- _PROMPT_: Extract every line of the entries below that contains the string "dark", and copy each such line in full. The match is case-sensitive.
[start of EXERCISE INPUT]
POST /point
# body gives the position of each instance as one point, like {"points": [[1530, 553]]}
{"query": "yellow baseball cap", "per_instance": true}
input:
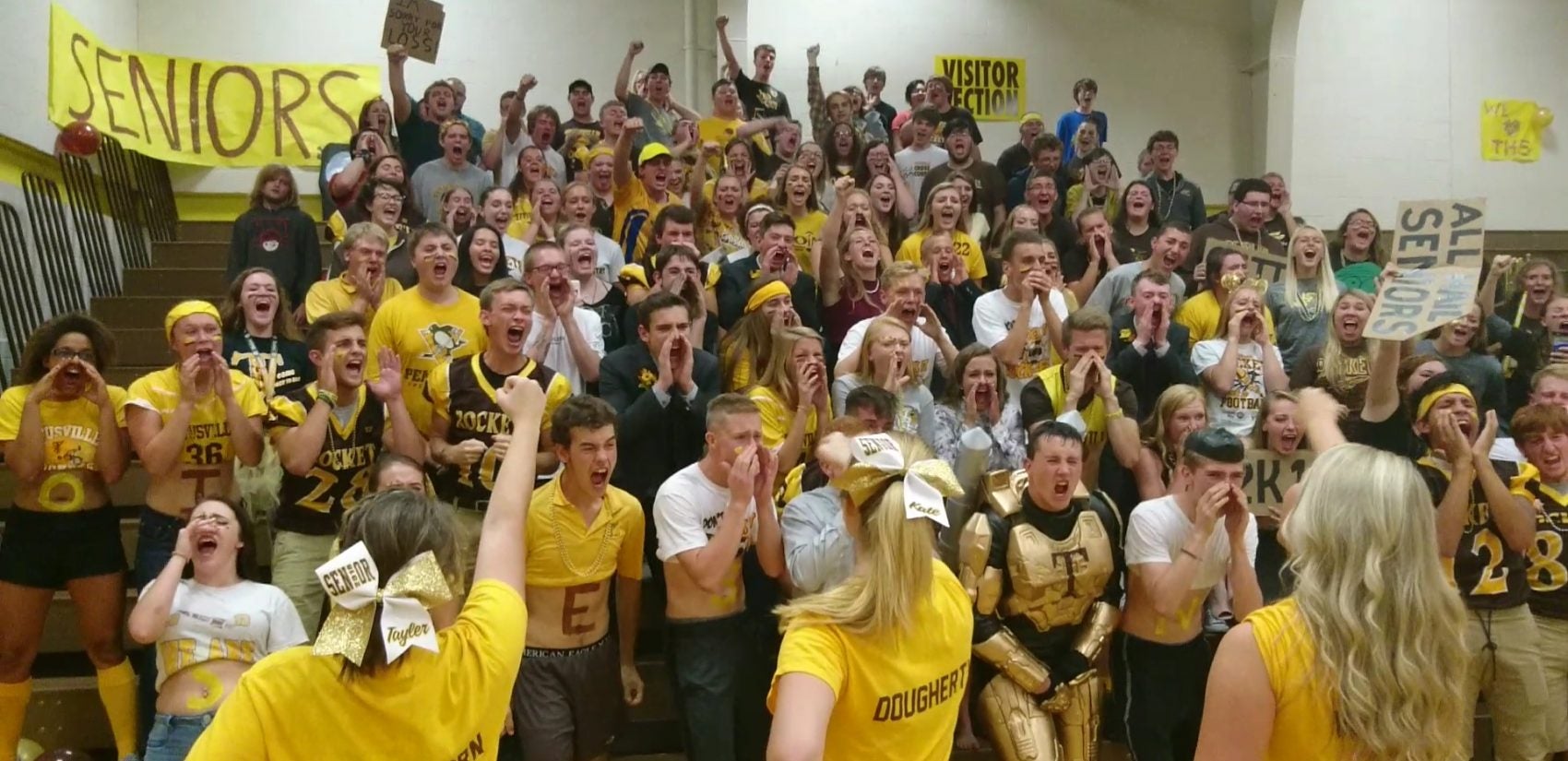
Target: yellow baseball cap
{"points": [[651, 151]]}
[end of EXERCISE INPUT]
[start of EXERCISE INPUT]
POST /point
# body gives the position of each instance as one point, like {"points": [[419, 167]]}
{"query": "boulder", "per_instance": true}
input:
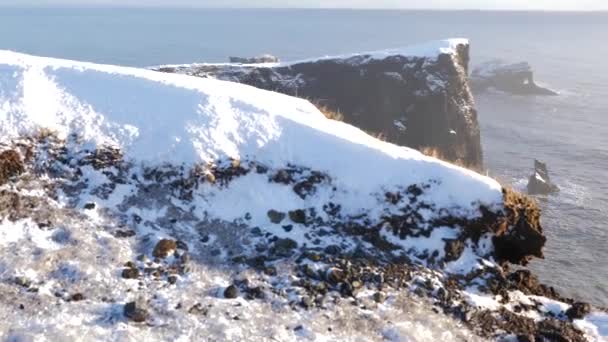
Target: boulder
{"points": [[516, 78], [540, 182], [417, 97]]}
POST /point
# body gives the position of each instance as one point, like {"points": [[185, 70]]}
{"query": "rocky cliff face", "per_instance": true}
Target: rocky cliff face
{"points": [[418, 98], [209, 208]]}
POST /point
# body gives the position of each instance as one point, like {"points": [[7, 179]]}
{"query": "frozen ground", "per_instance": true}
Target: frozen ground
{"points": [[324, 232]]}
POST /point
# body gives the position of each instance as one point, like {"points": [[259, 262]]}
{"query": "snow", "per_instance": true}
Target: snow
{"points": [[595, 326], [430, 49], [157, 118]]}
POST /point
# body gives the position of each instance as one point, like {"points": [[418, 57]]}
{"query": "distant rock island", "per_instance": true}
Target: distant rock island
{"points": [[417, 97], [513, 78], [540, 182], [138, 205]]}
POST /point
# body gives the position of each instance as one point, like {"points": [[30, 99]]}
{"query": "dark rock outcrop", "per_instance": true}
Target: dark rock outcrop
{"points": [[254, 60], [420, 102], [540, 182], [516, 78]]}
[end of EXERCISE INPUT]
- _SOLUTION BELOW_:
{"query": "dark rock outcrop", "per_instance": true}
Target: dark rock outcrop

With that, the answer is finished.